> [Work instructions]: Drop all pictures and repeat exactly the lines from the line holding "the rocky island" through the end of the records.

-- Start --

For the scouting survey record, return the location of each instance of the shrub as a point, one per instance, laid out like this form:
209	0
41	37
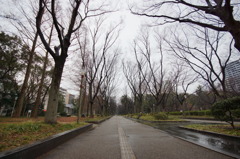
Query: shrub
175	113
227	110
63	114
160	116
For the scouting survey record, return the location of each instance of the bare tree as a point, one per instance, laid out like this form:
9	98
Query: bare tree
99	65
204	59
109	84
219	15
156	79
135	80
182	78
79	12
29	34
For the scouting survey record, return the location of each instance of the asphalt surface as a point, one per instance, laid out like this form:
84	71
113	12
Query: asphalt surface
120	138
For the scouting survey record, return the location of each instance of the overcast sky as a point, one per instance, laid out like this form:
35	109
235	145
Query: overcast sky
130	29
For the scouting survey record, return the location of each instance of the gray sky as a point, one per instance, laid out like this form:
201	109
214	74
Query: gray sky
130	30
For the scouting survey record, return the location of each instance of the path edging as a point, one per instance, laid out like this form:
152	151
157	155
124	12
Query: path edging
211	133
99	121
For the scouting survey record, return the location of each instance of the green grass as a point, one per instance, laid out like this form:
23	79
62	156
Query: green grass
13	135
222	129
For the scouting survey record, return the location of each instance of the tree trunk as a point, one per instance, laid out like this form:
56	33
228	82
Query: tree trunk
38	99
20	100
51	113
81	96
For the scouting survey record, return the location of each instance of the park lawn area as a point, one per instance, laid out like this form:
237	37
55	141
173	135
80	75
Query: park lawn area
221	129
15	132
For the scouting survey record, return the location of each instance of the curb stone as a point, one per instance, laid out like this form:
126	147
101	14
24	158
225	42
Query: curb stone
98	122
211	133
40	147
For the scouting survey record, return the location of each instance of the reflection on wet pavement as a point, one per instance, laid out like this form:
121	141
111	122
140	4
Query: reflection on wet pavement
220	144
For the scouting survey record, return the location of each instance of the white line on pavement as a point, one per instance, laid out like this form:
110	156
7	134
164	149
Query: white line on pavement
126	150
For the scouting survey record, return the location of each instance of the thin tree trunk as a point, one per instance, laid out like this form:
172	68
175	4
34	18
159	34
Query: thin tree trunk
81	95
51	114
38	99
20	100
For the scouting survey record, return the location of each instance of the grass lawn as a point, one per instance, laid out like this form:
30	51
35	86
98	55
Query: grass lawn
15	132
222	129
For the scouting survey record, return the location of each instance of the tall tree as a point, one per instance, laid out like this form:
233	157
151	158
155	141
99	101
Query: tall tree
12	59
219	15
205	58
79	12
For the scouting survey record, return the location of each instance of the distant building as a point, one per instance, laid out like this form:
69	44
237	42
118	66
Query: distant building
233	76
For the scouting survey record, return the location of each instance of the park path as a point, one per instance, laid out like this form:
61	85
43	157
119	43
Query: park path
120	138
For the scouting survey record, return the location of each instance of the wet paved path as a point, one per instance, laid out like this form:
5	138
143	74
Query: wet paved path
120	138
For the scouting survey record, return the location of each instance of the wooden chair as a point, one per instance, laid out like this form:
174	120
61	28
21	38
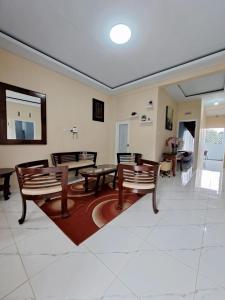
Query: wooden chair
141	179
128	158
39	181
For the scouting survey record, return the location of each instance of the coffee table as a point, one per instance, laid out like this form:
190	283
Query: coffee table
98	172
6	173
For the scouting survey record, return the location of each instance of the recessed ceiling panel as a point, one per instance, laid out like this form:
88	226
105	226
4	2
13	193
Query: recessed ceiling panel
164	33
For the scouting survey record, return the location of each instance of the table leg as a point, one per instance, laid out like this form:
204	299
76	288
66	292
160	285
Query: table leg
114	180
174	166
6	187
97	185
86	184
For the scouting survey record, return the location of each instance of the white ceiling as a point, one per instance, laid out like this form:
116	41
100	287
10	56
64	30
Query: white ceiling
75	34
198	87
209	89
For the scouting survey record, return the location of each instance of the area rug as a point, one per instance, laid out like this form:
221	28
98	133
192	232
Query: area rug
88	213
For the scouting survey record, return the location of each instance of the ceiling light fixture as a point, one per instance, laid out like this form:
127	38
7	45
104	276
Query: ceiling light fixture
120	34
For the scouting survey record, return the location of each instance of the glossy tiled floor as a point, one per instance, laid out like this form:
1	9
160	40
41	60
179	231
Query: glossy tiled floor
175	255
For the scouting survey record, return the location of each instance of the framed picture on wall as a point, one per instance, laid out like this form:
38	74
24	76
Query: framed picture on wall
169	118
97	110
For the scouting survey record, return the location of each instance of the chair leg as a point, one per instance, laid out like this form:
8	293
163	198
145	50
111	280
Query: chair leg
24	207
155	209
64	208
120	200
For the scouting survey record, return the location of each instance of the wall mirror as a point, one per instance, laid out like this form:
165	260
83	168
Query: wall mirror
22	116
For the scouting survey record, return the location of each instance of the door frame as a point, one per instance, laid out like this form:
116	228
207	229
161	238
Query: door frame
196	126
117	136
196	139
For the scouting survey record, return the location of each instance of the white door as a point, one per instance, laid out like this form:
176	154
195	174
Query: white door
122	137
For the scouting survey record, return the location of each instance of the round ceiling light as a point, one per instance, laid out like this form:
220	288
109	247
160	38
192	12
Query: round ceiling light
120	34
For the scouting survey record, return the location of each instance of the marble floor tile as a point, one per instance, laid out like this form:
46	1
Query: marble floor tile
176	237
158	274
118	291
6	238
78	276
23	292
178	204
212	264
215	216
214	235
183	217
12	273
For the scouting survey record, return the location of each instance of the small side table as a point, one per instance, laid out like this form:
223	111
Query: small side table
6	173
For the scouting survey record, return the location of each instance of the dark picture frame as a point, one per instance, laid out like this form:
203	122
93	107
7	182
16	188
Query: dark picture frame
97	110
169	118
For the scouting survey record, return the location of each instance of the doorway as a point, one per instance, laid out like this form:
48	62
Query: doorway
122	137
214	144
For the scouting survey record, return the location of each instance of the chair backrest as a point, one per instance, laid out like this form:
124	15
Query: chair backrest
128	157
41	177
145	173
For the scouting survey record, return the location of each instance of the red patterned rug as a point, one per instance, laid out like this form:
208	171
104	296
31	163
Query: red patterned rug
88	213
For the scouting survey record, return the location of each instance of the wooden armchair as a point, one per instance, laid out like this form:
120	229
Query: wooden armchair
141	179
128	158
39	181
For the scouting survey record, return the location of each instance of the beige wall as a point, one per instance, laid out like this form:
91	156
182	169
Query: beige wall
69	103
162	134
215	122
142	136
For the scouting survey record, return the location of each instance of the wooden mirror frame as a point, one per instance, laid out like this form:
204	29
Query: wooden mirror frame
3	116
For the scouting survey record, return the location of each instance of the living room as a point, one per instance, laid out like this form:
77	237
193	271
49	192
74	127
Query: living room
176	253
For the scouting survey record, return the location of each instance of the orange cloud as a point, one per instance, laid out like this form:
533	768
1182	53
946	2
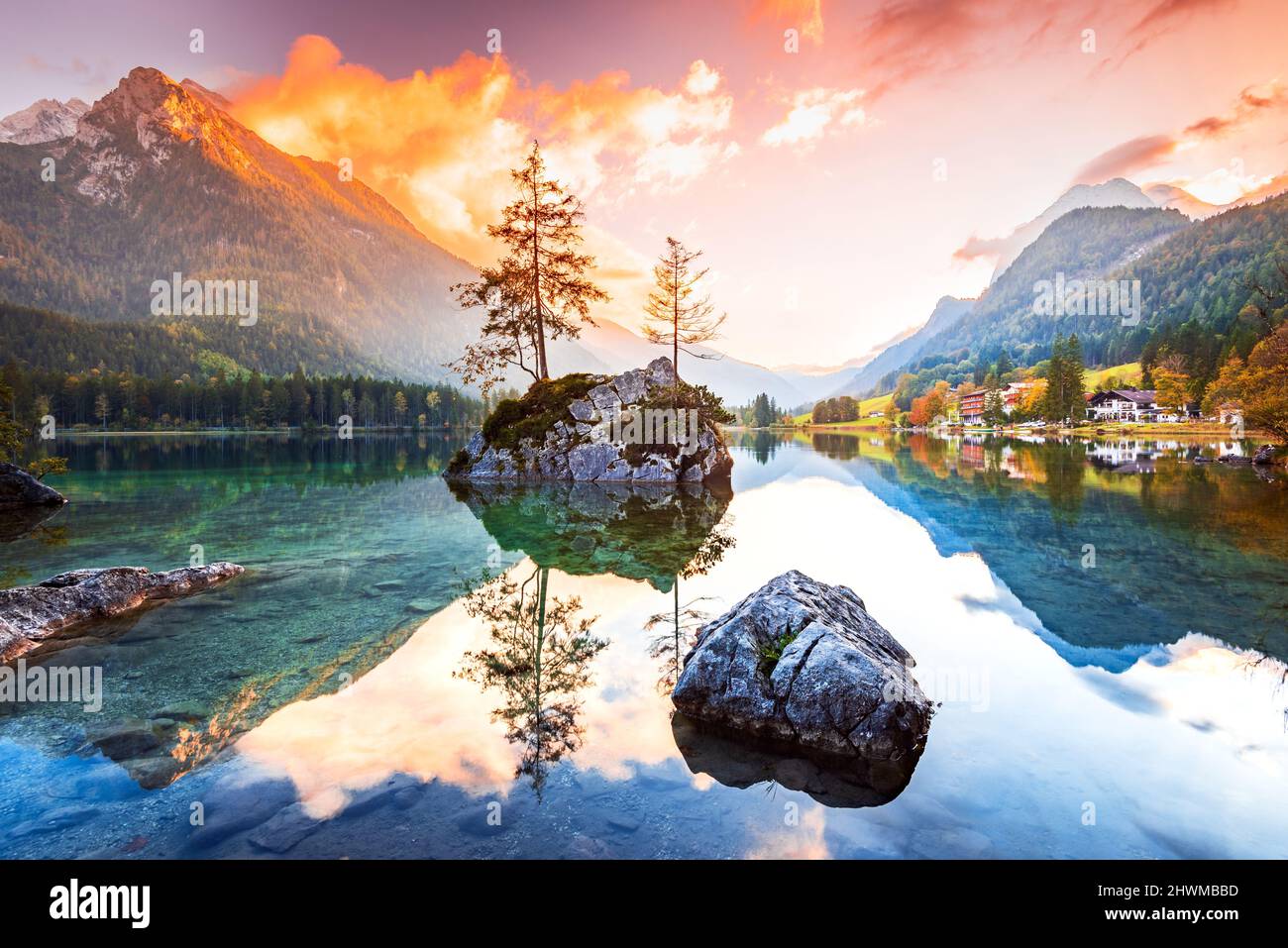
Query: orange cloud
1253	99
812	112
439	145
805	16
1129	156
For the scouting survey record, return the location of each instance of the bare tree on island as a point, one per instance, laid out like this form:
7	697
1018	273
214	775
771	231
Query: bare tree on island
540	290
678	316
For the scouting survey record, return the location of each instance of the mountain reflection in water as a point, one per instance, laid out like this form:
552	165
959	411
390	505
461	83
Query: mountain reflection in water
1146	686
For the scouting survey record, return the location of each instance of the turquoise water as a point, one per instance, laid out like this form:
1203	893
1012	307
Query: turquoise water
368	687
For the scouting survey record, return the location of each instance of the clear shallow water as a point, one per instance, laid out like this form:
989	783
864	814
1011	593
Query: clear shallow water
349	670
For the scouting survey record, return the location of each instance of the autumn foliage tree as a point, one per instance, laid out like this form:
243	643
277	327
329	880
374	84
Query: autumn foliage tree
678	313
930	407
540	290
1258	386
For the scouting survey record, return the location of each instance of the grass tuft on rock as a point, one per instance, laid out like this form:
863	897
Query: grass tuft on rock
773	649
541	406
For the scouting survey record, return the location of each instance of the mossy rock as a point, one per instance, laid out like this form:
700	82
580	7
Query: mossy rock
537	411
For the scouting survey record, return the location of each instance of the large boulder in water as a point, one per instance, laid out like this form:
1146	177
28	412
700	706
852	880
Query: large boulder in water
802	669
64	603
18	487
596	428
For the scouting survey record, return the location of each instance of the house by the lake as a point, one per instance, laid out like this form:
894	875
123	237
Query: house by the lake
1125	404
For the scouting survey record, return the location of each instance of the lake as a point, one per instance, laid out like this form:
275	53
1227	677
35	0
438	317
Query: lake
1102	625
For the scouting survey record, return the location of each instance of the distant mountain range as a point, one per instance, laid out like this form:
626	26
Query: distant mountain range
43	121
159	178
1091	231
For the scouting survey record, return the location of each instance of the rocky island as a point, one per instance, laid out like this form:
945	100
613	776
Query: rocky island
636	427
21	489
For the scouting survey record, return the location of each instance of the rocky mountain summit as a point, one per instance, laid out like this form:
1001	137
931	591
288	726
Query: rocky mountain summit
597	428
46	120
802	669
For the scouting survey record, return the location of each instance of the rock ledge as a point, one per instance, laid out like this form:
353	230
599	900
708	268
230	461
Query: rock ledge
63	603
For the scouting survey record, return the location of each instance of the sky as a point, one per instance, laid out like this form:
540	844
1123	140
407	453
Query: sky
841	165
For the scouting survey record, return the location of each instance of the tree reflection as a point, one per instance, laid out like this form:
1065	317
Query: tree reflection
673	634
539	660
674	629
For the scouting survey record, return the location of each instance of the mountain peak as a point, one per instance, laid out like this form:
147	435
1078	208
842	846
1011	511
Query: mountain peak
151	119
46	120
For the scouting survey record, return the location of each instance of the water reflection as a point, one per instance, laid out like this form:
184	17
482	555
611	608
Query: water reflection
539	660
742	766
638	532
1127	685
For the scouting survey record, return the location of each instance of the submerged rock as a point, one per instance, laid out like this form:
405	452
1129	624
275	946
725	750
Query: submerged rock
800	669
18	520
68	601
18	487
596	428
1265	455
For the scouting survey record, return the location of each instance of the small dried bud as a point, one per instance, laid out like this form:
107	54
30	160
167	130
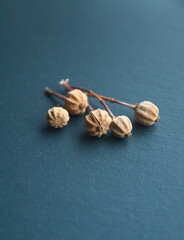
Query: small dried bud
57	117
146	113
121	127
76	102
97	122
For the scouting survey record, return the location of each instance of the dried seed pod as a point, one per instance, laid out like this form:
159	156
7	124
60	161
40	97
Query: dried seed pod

-- End --

> [Exercise solution]:
For the scouting survey record, return the location of each instance of the rocky island as a point, one per instance, laid out like this form:
945	100
613	776
Query: rocky island
636	427
21	489
For the scouting survey record, return the location of each instance of the rocky mountain summit as a point, one per instance, laid out like this form:
1001	137
931	591
288	726
Query: rocky mountain summit
597	428
46	120
802	669
For the scouting survey record, return the location of each instance of the rock ledge as a point, one per instance, laid out like this form:
353	230
599	900
708	268
230	461
Query: rock ledge
63	603
For the scouting survey record, return the location of each instance of the sky as a point, one per instance, laid out like this form:
540	844
1123	140
407	453
Query: sky
841	165
For the scouting survey record, return the location of each instance of the tree reflection as a point, one per instance, laid out like this form:
1065	317
Query: tree reflection
673	634
539	660
674	629
For the scouting survey record, return the location of each instance of the mountain peak as a point, one per instance, laid out like this form:
147	435
1078	208
842	846
1011	511
Query: mountain peak
151	119
46	120
For the scouting survey record, return the location of each instance of the water reflection as a point, one per instance, laid out like this form:
184	17
482	555
611	608
Query: water reflection
539	660
742	766
638	532
1127	685
For the scouting survey record, return the location of each instance of the submerged rock as a point, one per instance, laid out like this form:
405	452
1129	624
275	946
725	750
Query: submerged rock
800	669
18	520
68	601
18	487
596	428
1265	455
For the scouting survey record, return the location of each instance of the small dried bud as a point, one per instance, laid out like this form:
107	54
30	160
167	130
Query: small dried bud
57	117
146	113
121	127
76	102
97	122
For the scouting survey record, return the location of each instance of the dried seed pod as a point, one per instance, laid out like this form:
159	156
7	124
60	161
40	97
Query: dried seed pod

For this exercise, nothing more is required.